- [What to produce]: Please reproduce every one of the rows below word for word, leaving each line unchanged.

- [Records shown]:
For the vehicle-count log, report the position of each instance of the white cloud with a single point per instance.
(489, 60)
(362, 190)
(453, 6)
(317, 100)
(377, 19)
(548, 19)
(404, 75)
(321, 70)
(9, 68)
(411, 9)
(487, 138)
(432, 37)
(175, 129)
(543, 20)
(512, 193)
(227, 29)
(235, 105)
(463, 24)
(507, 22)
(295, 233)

- [Written response]:
For the vehicle-count log, report the position of each instance of the white cloud with a single point per instance.
(489, 60)
(362, 190)
(453, 6)
(317, 100)
(377, 19)
(548, 19)
(404, 75)
(321, 70)
(9, 68)
(411, 9)
(487, 138)
(432, 37)
(175, 129)
(543, 20)
(512, 193)
(227, 29)
(235, 105)
(463, 24)
(507, 22)
(295, 233)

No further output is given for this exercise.